Reproduce every row below verbatim, line by line, without changing any character.

— start of Records for this task —

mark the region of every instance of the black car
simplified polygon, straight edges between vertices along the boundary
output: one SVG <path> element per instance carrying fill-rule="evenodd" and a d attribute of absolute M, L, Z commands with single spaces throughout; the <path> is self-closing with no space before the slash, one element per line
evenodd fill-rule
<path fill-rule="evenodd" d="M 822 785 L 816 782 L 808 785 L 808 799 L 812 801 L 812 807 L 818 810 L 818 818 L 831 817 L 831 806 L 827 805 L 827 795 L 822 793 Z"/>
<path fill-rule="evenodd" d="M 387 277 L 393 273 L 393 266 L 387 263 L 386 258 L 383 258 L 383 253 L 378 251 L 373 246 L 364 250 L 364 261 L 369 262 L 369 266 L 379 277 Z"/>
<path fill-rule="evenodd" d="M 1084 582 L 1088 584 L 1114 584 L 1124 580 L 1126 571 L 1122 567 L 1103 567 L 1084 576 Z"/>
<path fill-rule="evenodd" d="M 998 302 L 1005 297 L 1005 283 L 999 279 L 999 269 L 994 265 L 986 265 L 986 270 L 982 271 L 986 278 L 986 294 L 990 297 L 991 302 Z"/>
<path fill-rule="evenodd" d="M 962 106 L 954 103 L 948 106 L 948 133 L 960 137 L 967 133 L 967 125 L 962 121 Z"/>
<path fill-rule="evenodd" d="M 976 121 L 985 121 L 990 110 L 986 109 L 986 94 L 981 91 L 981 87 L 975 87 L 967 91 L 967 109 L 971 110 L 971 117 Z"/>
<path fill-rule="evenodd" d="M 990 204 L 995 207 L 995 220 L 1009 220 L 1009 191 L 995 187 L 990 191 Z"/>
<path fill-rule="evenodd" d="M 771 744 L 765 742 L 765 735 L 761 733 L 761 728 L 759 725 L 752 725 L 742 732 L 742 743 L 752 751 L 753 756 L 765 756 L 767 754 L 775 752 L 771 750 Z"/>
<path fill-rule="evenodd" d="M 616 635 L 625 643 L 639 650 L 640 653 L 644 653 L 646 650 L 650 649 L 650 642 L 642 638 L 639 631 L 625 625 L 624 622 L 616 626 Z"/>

— end of Records for this task —

▶ _The result_:
mark the region of every instance of the black car
simplified polygon, straight edges between vertices along the boundary
output: one SVG <path> element per instance carrying fill-rule="evenodd" and a d attribute of absolute M, L, Z commands with single spaces throughout; the <path> is self-closing with no space before the slash, one element per line
evenodd fill-rule
<path fill-rule="evenodd" d="M 822 785 L 816 782 L 808 785 L 808 799 L 812 801 L 812 807 L 818 810 L 818 818 L 831 817 L 831 806 L 827 805 L 827 795 L 822 793 Z"/>
<path fill-rule="evenodd" d="M 387 277 L 393 273 L 393 266 L 387 263 L 386 258 L 383 258 L 383 253 L 378 251 L 373 246 L 364 250 L 364 261 L 369 262 L 369 266 L 379 277 Z"/>
<path fill-rule="evenodd" d="M 1084 582 L 1088 584 L 1114 584 L 1124 580 L 1126 571 L 1122 567 L 1103 567 L 1084 576 Z"/>
<path fill-rule="evenodd" d="M 998 302 L 1005 297 L 1005 283 L 999 279 L 999 269 L 994 265 L 986 265 L 986 270 L 982 271 L 986 278 L 986 294 L 990 297 L 991 302 Z"/>
<path fill-rule="evenodd" d="M 962 106 L 954 103 L 948 106 L 948 133 L 960 137 L 967 133 L 967 125 L 962 121 Z"/>
<path fill-rule="evenodd" d="M 976 121 L 985 121 L 990 110 L 986 109 L 986 94 L 981 91 L 981 87 L 975 87 L 967 91 L 967 109 L 971 110 L 971 117 Z"/>
<path fill-rule="evenodd" d="M 990 204 L 995 207 L 995 220 L 1009 220 L 1009 191 L 995 187 L 990 191 Z"/>
<path fill-rule="evenodd" d="M 771 744 L 765 742 L 765 735 L 761 733 L 761 728 L 759 725 L 752 725 L 742 732 L 742 743 L 752 751 L 753 756 L 765 756 L 767 754 L 775 752 L 771 750 Z"/>
<path fill-rule="evenodd" d="M 616 635 L 625 643 L 639 650 L 640 653 L 644 653 L 646 650 L 650 649 L 650 642 L 642 638 L 639 631 L 625 625 L 624 622 L 616 626 Z"/>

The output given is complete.